PASSAGE SHOWN:
Pipeline Architecture: Lab vs Simulation

The package provides two distinct processing pipelines designed for different stages of the research workflow.

Lab Mode (Post-Facto)

High-Precision Analysis & Validation

The Lab Mode pipeline is designed for batch analysis where the complete dataset is available. It aims for parity with the legacy R implementation.

Characteristics

Memory: Full dataset loaded into memory.
Processing: Acausal algorithms (e.g., filtfilt, centered moving averages).
Calibration: Batch computation from the full dataset.
Depth: Acausal interpolation of missing values.

Configuration

To enable Lab Mode, set the following in your YAML config:

pipeline:
  mode: "LAB"
  calibration:
    attachment_angle: "batch_compute"
    magnetometer: "batch_compute"
  depth:
    mode: "interpolate"
  true_integration: false  # Set to true to use real timestamps for track generation (physically accurate but differs from R)

THINGS TO DO:
**a)** Reproduce word for word the stretch of the pipeline architecture page from "Lab Mode (Post-Facto)" through "centered moving averages).".
**b)** Extend the pipeline architecture page past its final line.
The entries that follow have no connection to the pipeline architecture page.

[Shape boundary entries]
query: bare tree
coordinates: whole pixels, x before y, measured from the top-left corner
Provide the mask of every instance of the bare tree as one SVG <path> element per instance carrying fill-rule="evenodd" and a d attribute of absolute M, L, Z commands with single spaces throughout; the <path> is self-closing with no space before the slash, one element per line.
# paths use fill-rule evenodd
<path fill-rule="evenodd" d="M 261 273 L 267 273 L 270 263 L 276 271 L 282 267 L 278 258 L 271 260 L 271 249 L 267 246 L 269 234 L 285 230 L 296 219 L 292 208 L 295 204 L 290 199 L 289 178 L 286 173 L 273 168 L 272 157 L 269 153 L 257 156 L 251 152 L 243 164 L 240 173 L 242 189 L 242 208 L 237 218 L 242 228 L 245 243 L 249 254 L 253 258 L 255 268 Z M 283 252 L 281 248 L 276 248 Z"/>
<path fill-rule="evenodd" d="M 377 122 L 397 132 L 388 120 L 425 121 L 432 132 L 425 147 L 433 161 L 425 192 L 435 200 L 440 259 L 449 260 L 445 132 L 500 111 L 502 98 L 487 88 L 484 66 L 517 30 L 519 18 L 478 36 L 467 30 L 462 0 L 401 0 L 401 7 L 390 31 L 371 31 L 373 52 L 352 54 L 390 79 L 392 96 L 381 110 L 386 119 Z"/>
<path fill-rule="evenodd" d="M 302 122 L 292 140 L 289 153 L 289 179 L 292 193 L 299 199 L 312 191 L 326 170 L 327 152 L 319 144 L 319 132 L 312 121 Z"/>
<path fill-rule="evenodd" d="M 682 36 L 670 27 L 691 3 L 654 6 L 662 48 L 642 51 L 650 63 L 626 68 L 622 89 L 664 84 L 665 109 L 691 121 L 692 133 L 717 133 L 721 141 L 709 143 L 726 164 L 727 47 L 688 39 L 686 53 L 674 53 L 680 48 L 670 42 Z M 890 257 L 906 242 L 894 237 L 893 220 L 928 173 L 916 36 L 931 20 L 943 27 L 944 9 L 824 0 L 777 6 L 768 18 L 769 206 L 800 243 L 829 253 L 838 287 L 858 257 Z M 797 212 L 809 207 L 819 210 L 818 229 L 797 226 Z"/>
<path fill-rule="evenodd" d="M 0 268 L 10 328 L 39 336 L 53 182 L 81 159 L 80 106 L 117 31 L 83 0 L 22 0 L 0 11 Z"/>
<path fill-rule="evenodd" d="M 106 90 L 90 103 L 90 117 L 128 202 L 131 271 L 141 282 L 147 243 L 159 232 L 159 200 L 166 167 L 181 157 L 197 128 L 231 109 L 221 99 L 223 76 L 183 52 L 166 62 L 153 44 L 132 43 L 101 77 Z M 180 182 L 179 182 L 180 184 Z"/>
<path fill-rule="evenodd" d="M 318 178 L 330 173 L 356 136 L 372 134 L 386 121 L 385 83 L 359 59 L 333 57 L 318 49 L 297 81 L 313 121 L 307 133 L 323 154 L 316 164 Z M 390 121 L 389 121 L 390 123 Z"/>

EXPECTED ANSWERS:
**a)**
Lab Mode (Post-Facto)

High-Precision Analysis & Validation

The Lab Mode pipeline is designed for batch analysis where the complete dataset is available. It aims for parity with the legacy R implementation.

Characteristics

Memory: Full dataset loaded into memory.
Processing: Acausal algorithms (e.g., filtfilt, centered moving averages).

**b)**
Clock Drift & Jitter

Real hardware sensors often have clock jitter (variable sampling rates). Legacy R implementations use Fixed Step Integration (assuming dt = 1/freq), which ignores this jitter. This produces smooth tracks but mathematically implies that the animal speeds up/slows down inversely to the clock jitter if analyzed against real time.

Default Behavior (R-Compatibility): Uses fixed dt. Matches legacy R output exactly. Velocity calculated from position/time ratio will show jitter.
True Integration (``true_integration: true``): Uses actual time deltas (real_dt). Matches the physical path to the clock. Velocity is stable, but positions differ slightly from R legacy tracks.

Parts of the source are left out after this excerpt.